Position annotation records
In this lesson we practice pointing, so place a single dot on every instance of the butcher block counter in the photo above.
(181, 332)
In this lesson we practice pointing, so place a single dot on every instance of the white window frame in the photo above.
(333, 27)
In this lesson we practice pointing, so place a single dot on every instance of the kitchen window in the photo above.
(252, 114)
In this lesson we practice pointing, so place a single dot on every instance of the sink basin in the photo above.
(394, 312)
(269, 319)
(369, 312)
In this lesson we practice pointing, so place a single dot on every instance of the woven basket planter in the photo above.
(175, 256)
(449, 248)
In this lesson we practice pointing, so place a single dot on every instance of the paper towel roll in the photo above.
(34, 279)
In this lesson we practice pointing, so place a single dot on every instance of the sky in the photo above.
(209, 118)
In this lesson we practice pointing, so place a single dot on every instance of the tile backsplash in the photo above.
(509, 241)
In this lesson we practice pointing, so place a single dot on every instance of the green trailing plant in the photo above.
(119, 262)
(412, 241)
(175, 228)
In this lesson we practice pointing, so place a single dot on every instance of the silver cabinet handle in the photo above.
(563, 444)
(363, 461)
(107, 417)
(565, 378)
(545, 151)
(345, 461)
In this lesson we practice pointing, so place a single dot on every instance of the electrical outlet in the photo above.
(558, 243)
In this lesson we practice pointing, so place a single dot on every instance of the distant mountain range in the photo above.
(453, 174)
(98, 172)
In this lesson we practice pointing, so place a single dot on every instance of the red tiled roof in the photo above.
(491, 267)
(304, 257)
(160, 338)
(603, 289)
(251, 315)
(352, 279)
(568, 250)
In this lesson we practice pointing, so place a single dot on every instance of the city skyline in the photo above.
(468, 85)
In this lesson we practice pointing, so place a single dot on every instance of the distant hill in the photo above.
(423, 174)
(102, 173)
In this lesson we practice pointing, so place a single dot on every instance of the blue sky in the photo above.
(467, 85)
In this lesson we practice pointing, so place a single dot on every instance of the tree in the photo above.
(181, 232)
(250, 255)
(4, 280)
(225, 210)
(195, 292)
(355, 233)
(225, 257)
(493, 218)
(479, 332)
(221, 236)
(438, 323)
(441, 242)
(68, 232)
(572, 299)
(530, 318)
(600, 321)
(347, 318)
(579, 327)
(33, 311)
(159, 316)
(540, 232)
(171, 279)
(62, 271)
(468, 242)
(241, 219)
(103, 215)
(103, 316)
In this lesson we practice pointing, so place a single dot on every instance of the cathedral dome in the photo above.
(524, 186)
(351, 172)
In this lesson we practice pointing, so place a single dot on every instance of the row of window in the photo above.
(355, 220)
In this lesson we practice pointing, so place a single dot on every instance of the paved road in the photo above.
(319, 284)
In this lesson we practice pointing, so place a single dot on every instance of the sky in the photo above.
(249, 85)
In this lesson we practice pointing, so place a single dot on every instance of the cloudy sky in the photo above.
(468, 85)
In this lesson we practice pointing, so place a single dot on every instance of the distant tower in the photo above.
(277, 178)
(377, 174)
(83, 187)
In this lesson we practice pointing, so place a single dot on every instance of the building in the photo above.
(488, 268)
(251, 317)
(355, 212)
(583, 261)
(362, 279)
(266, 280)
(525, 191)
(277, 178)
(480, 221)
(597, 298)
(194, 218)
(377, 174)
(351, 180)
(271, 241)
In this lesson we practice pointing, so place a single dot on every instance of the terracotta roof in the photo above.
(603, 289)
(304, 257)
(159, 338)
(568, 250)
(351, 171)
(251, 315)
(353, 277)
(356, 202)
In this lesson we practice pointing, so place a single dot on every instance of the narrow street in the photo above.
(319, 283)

### [AIM]
Update the data above by changing every "place a single dot" to "put one point", keeping everything else the same.

### [RESPONSE BELOW]
In this lesson we practice pointing, so put one point on every instance of the butcher block counter in the photo above.
(181, 332)
In this lesson we practice pointing, so put one point on every instance of the white window frame in the photo above.
(333, 27)
In this lesson we practice pointing, so put one point on every instance of the kitchen window in the photo above.
(252, 114)
In this lesson we practice pointing, so put one point on every instance of the sink basin in the photo above.
(394, 312)
(269, 319)
(369, 312)
In this lesson we practice pointing, so put one point on every instance of the woven basket planter in the photo above.
(175, 256)
(449, 248)
In this lesson we practice pointing, so put one point on every instance of the paper towel roll in the photo above.
(34, 279)
In this lesson we practice pointing, so put one point on every instance of the sky in the photo above.
(209, 118)
In this lesson we practice pointing, so put one point on every instance of the tile backsplash in the photo above.
(509, 241)
In this lesson we practice pointing, so put one point on every instance of the green trailing plant in the photo above.
(119, 262)
(412, 241)
(175, 228)
In this lesson we practice pointing, so put one point on every instance of the silver cabinet handle in the photo above.
(563, 444)
(363, 461)
(107, 417)
(565, 378)
(545, 151)
(345, 461)
In this lesson we practice pointing, so put one point on every instance of the electrical outlet in the photo above.
(558, 243)
In this lesson we practice pointing, so put one point on every instance of the distant mountain range in the photo above.
(453, 174)
(98, 172)
In this lesson we practice pointing, so put one point on every instance of the red tiled roof in the photo above.
(491, 267)
(304, 257)
(160, 338)
(603, 289)
(251, 315)
(352, 279)
(568, 250)
In this lesson we practice pointing, so put one point on every instance of the city skyline in the photo above.
(468, 85)
In this lesson we practice pointing, so put one point on every instance of the distant hill in the photo above.
(423, 174)
(102, 173)
In this lesson we practice pointing, so put one point on every instance of the blue sky in the photo above.
(467, 85)
In this lesson we practice pointing, so put one point on every instance of the tree in the photo above.
(181, 232)
(250, 255)
(4, 280)
(225, 210)
(195, 292)
(355, 233)
(225, 257)
(493, 218)
(479, 332)
(221, 236)
(438, 323)
(441, 242)
(68, 232)
(572, 299)
(530, 318)
(600, 321)
(347, 318)
(579, 327)
(33, 311)
(159, 316)
(540, 232)
(171, 279)
(62, 271)
(468, 242)
(241, 219)
(103, 215)
(103, 316)
In this lesson we practice pointing, so put one point on every instance of the cathedral dome in the photo above.
(524, 186)
(351, 172)
In this lesson we practice pointing, so put one point on every instance of the row of window in the photo above.
(355, 220)
In this lesson we practice pointing, so put one point on every instance of the paved road in the photo above.
(319, 284)
In this lesson we practice pointing, so put one point on every instance of the sky in the photo above.
(249, 85)
In this lesson we practice pointing, so put one point on every instance of the cloudy sky in the photo above.
(468, 85)
In this lesson we practice pointing, so put one point on every instance of the distant tower in the photo above.
(277, 178)
(377, 174)
(83, 187)
In this lesson we practice pointing, so put one point on every instance of the building in the photo above.
(488, 268)
(251, 317)
(355, 212)
(583, 261)
(362, 279)
(266, 280)
(525, 191)
(277, 178)
(480, 221)
(597, 298)
(194, 218)
(377, 174)
(351, 180)
(271, 241)
In this lesson we practice pointing, so put one point on every instance of the terracotta roof in the photo above.
(603, 289)
(304, 257)
(159, 338)
(568, 250)
(351, 171)
(251, 315)
(353, 277)
(356, 202)
In this lesson we practice pointing, so put one point on every instance of the narrow street in the photo above.
(319, 283)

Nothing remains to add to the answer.